Task objective: Restate the stretch of the thread on automating work with LLMs from "At some point, fresh" through "just let it go.", swapping "codebase" for "repository".
Excerpt Start Marker
The general rule seems to be, the more layers you automate with LLMs, the worse each successive layer gets. Piping LLM output as input into new LLM calls, you're already starting to notice how things fall apart and get lost quickly.

If you have the idea, more or less the implementation plan, let the LLM do the coding, you can end up with something maintainable and nice, it's basically up to you.

Strip away one layer, so you have the idea, but let the LLM come up with the implementation plan, then also the implementation, and things end up a lot less than ideal.

Remove another layer, let the LLM do it all, and it's all a mess.

▲

nimonian 8 hours ago | parent | next [-]

It's like those sequences of images where we ask the LLM to reproduce the same image exactly, and we just get some kind of grotesque collapse after a few dozen iterations. The same happens with text and code. I call this "semantic collapse".

I conjecture that after some years of LLMs reading a SharePoint site, producing summaries, then summaries of those summaries, etc... We will end up with a grotesque slurry.

At some point, fresh human input is needed to inject something meaningful into the process.

▲

stitched2gethr 4 hours ago | parent | prev | next [-]

It's all about how full the context is, right? For a task that can be completed in 20% of the context it doesn't matter, but you don't want to fill your context with exploration before you do the hard part.

I have actually found something close to the opposite. I work on a large codebase and I often use the LLM to generate artifacts before performing the task (for complex tasks). I use a prompt to say "go explore this area if the code and write about it". It documents concepts and has pointers to specific code. Then a fresh session can use that without reading the stuff that doesn't matter. It uses more tokens overall, but includes important details that can get totally missed when you just let it go.
Excerpt End Marker
Extracted entries Start Marker
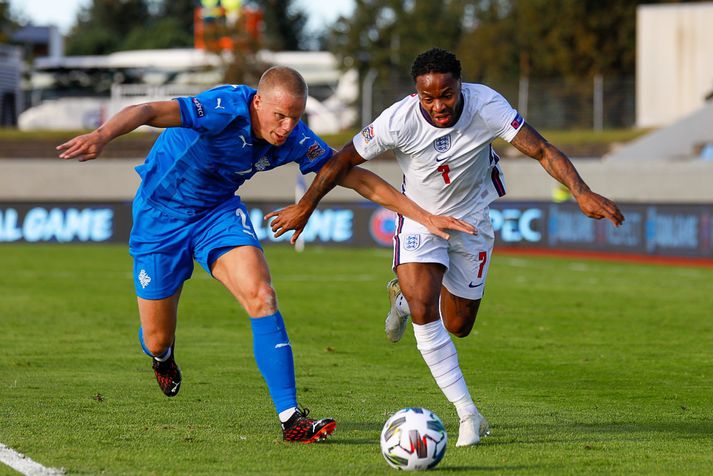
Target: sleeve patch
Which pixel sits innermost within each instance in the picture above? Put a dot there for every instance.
(368, 133)
(199, 107)
(516, 122)
(314, 151)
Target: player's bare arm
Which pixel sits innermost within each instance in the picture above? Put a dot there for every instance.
(89, 146)
(374, 188)
(557, 164)
(295, 216)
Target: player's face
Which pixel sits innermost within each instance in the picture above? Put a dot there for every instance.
(439, 94)
(277, 114)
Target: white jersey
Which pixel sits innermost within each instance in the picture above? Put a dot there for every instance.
(447, 170)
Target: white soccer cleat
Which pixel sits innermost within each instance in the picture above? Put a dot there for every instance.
(471, 429)
(395, 320)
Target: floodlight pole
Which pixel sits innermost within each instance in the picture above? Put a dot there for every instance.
(367, 87)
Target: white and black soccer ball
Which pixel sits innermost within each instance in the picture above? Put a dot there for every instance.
(413, 439)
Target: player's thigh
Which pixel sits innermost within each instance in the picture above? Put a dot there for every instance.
(160, 247)
(420, 259)
(469, 261)
(158, 321)
(243, 270)
(458, 313)
(220, 231)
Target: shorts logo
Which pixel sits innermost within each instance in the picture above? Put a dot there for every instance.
(199, 107)
(412, 242)
(144, 278)
(442, 144)
(314, 151)
(368, 133)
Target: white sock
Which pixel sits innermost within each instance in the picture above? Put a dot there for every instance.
(286, 414)
(437, 349)
(402, 305)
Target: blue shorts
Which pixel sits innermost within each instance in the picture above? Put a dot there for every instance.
(164, 247)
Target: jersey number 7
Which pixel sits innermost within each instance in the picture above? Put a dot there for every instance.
(444, 169)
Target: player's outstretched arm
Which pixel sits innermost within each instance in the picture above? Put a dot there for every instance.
(374, 188)
(557, 164)
(295, 216)
(89, 146)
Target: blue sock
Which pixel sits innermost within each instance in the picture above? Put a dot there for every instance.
(273, 354)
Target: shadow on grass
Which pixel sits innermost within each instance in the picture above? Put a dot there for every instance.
(679, 427)
(497, 469)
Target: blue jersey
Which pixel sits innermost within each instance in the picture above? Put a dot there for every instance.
(194, 168)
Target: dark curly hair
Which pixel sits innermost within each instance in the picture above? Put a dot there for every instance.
(435, 60)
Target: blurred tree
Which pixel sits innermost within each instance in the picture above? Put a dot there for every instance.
(181, 11)
(7, 21)
(570, 39)
(284, 25)
(384, 36)
(102, 26)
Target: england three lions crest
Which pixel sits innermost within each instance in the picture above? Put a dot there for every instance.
(442, 144)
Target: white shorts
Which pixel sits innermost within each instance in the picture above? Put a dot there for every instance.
(466, 257)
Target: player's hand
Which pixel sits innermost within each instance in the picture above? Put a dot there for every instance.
(293, 217)
(595, 206)
(437, 224)
(83, 148)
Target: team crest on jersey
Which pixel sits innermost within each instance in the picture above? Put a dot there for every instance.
(412, 242)
(368, 133)
(442, 144)
(262, 164)
(314, 151)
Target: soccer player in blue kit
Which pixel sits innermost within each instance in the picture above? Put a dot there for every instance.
(186, 209)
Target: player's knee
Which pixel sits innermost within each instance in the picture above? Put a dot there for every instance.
(459, 329)
(262, 301)
(422, 308)
(157, 342)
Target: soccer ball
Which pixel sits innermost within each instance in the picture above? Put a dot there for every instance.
(413, 439)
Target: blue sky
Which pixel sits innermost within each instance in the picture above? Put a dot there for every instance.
(63, 12)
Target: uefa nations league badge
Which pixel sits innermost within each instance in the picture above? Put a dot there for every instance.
(442, 144)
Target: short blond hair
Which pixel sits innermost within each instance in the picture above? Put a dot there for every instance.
(284, 78)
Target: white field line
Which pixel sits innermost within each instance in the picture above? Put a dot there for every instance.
(24, 465)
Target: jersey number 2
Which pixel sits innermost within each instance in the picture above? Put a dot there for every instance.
(444, 169)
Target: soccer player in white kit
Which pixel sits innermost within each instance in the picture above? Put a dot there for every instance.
(441, 137)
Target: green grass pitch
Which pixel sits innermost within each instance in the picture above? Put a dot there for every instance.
(580, 366)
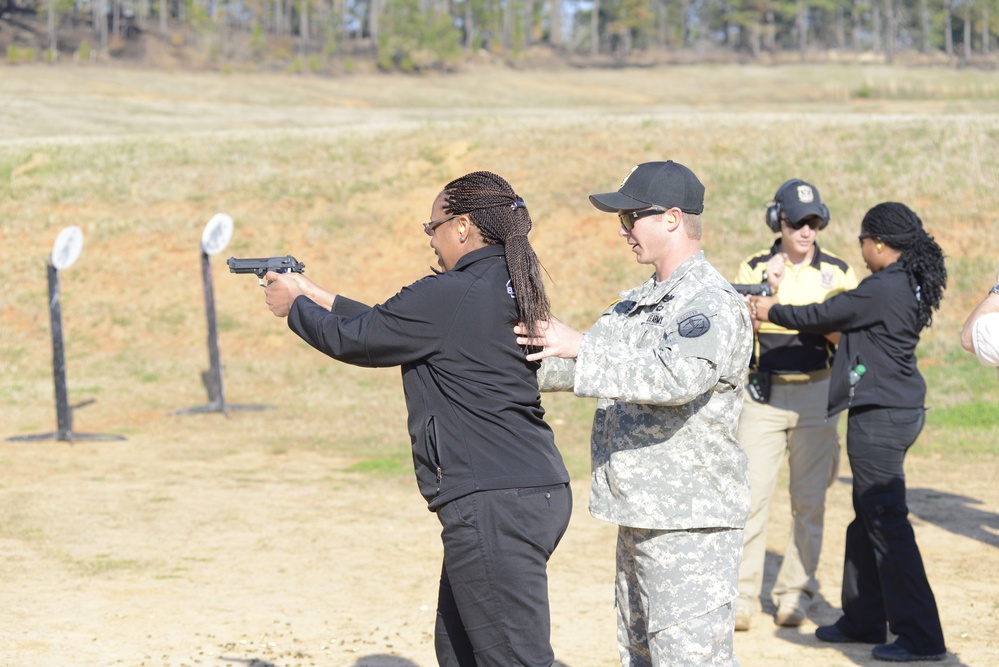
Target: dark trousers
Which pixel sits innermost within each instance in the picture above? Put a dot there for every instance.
(492, 608)
(883, 575)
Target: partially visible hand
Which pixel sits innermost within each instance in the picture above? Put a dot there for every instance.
(282, 290)
(760, 307)
(555, 339)
(775, 269)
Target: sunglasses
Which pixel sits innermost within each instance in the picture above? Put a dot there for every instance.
(429, 227)
(629, 219)
(814, 223)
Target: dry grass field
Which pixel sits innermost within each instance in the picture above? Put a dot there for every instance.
(296, 536)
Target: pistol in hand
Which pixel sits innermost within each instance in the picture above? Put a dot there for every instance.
(259, 266)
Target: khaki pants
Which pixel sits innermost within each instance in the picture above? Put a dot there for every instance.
(794, 421)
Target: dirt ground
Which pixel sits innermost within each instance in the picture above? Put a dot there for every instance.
(183, 549)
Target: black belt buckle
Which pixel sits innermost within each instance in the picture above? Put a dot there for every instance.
(758, 386)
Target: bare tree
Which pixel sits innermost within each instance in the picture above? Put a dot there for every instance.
(595, 29)
(967, 31)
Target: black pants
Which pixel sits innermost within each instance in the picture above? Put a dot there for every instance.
(492, 609)
(883, 575)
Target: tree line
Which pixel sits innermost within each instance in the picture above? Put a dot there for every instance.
(420, 34)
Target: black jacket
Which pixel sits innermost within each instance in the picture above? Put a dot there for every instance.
(475, 416)
(880, 330)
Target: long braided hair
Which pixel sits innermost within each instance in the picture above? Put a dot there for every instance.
(502, 217)
(898, 227)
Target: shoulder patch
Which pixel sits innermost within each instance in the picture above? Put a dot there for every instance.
(692, 325)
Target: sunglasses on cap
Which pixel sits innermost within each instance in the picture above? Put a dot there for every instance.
(812, 222)
(628, 219)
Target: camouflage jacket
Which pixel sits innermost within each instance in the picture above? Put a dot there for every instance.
(667, 363)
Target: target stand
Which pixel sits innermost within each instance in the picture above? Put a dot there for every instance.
(67, 249)
(213, 240)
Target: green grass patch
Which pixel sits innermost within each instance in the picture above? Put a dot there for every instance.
(382, 467)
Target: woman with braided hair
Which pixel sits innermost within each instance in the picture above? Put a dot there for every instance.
(485, 459)
(875, 377)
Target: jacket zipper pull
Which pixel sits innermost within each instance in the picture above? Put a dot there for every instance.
(856, 373)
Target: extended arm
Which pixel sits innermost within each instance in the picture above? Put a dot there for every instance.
(990, 304)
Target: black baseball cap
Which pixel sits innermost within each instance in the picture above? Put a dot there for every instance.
(663, 184)
(798, 200)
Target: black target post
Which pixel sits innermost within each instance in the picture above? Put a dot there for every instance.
(64, 411)
(215, 238)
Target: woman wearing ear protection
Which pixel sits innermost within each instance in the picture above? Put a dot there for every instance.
(875, 377)
(784, 407)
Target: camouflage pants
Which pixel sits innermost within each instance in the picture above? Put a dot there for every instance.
(675, 596)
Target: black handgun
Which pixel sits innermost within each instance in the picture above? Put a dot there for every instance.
(259, 266)
(754, 289)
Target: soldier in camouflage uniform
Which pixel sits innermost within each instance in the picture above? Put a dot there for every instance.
(667, 363)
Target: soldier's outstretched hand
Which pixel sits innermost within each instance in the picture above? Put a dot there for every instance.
(555, 338)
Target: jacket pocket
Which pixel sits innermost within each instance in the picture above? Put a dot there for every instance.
(433, 451)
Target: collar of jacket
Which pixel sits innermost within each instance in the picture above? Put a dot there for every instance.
(650, 292)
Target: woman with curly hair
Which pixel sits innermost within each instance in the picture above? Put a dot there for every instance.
(485, 459)
(876, 379)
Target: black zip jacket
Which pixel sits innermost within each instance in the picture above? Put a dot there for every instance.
(475, 416)
(879, 324)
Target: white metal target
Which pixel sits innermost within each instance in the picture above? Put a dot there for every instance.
(217, 233)
(67, 247)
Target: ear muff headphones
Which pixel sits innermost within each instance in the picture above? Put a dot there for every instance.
(774, 209)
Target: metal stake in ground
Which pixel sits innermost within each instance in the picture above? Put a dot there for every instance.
(214, 239)
(65, 251)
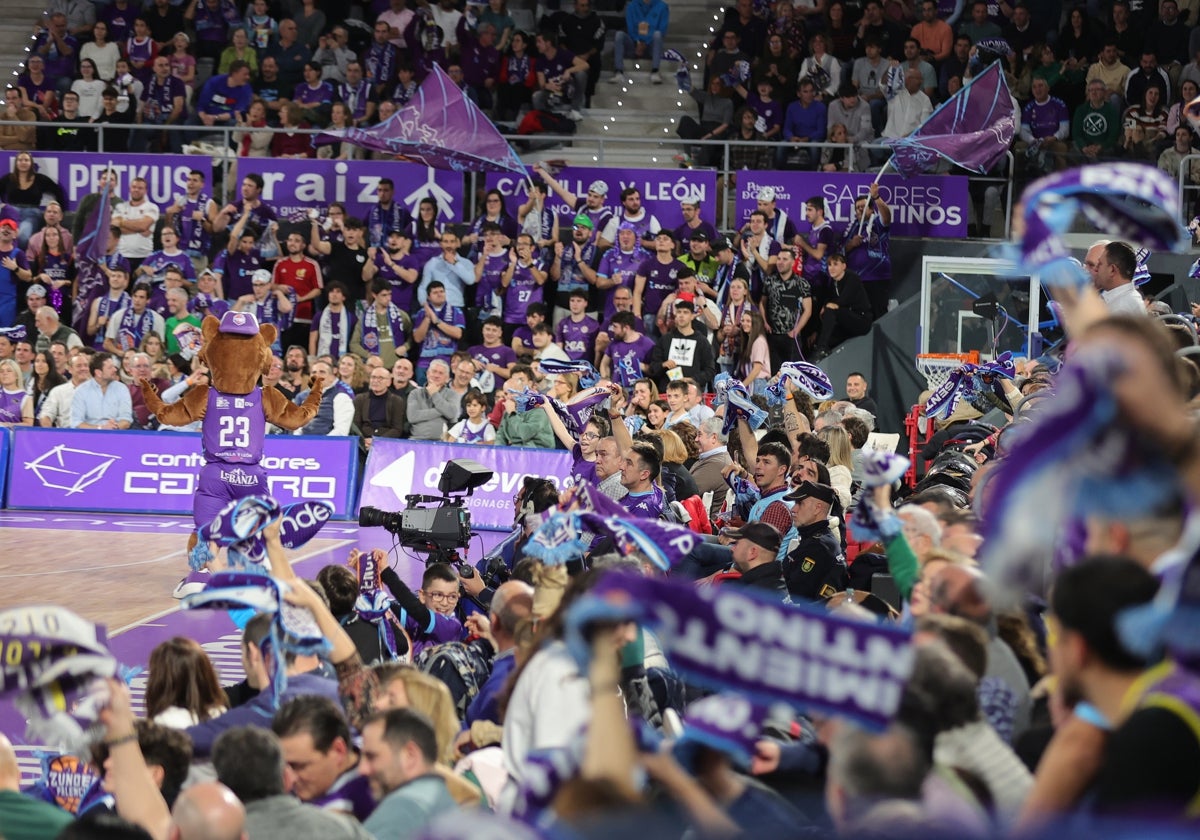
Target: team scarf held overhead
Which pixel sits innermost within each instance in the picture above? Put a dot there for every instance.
(1131, 202)
(1074, 459)
(972, 383)
(293, 628)
(741, 641)
(588, 375)
(575, 415)
(805, 376)
(53, 665)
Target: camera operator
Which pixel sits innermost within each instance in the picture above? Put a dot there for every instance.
(427, 616)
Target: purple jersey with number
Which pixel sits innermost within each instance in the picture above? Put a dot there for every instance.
(234, 427)
(577, 339)
(661, 279)
(522, 291)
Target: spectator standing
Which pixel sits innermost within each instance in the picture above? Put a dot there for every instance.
(102, 401)
(646, 27)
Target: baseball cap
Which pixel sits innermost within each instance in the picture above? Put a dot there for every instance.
(239, 323)
(760, 533)
(811, 489)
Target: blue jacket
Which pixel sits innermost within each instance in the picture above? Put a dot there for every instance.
(655, 12)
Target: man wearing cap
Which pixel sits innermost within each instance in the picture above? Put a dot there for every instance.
(103, 401)
(591, 205)
(208, 299)
(754, 550)
(814, 567)
(618, 267)
(730, 267)
(701, 261)
(129, 327)
(571, 268)
(13, 269)
(268, 303)
(657, 277)
(683, 351)
(631, 211)
(693, 226)
(51, 329)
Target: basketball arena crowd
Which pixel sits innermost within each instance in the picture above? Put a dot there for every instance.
(469, 703)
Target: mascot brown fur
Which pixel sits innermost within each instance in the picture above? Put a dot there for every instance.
(235, 361)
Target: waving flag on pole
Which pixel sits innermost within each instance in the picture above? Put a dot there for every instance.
(94, 239)
(972, 130)
(439, 127)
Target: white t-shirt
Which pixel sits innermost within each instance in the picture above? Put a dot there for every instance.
(136, 245)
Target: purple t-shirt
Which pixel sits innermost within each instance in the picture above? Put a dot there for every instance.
(577, 339)
(661, 280)
(159, 100)
(522, 291)
(627, 359)
(234, 427)
(489, 294)
(622, 267)
(501, 355)
(1043, 119)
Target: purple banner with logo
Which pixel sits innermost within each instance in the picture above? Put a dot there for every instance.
(924, 205)
(293, 186)
(663, 190)
(78, 173)
(157, 472)
(399, 468)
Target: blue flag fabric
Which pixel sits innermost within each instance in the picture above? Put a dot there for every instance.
(972, 130)
(439, 127)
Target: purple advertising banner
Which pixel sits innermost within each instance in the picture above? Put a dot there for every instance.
(78, 172)
(927, 205)
(157, 472)
(399, 468)
(292, 186)
(663, 190)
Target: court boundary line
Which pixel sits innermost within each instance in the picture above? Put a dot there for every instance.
(178, 607)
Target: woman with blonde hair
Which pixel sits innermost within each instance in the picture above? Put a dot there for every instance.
(840, 463)
(183, 688)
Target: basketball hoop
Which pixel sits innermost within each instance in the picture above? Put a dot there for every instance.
(937, 367)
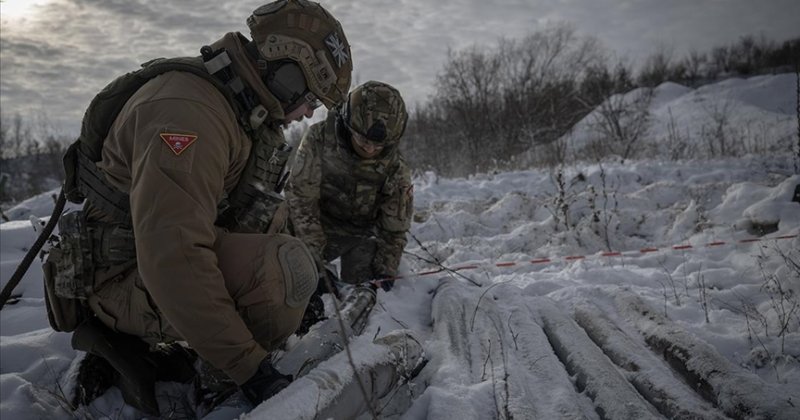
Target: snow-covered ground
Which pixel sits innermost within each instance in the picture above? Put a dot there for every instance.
(592, 244)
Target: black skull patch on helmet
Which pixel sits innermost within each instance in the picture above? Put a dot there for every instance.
(304, 32)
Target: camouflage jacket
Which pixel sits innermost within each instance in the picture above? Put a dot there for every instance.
(333, 190)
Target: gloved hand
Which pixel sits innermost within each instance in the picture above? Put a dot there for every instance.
(327, 282)
(315, 312)
(265, 383)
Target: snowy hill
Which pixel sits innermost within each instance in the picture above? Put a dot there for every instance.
(649, 289)
(728, 118)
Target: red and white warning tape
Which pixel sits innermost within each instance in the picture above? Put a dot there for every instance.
(572, 258)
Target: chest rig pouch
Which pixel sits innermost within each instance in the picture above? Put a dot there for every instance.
(252, 206)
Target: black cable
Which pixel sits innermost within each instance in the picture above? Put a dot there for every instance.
(23, 266)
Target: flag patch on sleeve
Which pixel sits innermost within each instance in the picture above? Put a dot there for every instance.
(178, 142)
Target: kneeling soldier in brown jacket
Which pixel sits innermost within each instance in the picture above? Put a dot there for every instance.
(181, 165)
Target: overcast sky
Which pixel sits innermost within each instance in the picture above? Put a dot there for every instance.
(56, 54)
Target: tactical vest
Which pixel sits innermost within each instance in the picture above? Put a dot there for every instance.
(350, 186)
(249, 208)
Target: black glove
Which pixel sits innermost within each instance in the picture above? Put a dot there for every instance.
(265, 383)
(315, 312)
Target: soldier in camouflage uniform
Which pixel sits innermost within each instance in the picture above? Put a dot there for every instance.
(171, 244)
(350, 194)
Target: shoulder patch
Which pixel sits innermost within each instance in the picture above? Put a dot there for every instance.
(178, 142)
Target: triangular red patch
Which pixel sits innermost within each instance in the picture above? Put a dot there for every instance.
(178, 142)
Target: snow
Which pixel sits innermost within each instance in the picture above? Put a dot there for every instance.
(751, 113)
(488, 326)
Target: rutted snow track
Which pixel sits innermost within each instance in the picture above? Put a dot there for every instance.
(588, 365)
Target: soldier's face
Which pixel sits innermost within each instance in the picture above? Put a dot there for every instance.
(305, 110)
(364, 147)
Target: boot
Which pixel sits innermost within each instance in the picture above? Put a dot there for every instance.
(128, 356)
(95, 376)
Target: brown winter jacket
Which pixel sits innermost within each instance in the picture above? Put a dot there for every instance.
(174, 192)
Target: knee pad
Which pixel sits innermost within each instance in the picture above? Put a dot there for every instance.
(271, 278)
(299, 272)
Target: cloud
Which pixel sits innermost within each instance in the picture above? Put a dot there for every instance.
(56, 59)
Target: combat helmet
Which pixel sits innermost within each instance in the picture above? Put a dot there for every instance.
(376, 111)
(292, 33)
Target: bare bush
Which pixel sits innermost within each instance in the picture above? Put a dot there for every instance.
(622, 121)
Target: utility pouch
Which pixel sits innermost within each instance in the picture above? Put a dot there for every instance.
(64, 314)
(71, 258)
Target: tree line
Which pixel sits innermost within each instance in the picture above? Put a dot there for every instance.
(492, 104)
(489, 105)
Extracted entries End Marker
Solved problem:
At some point, fresh human input is needed to inject something meaningful into the process.

▲

stitched2gethr 4 hours ago | parent | prev | next [-]

It's all about how full the context is, right? For a task that can be completed in 20% of the context it doesn't matter, but you don't want to fill your context with exploration before you do the hard part.

I have actually found something close to the opposite. I work on a large repository and I often use the LLM to generate artifacts before performing the task (for complex tasks). I use a prompt to say "go explore this area if the code and write about it". It documents concepts and has pointers to specific code. Then a fresh session can use that without reading the stuff that doesn't matter. It uses more tokens overall, but includes important details that can get totally missed when you just let it go.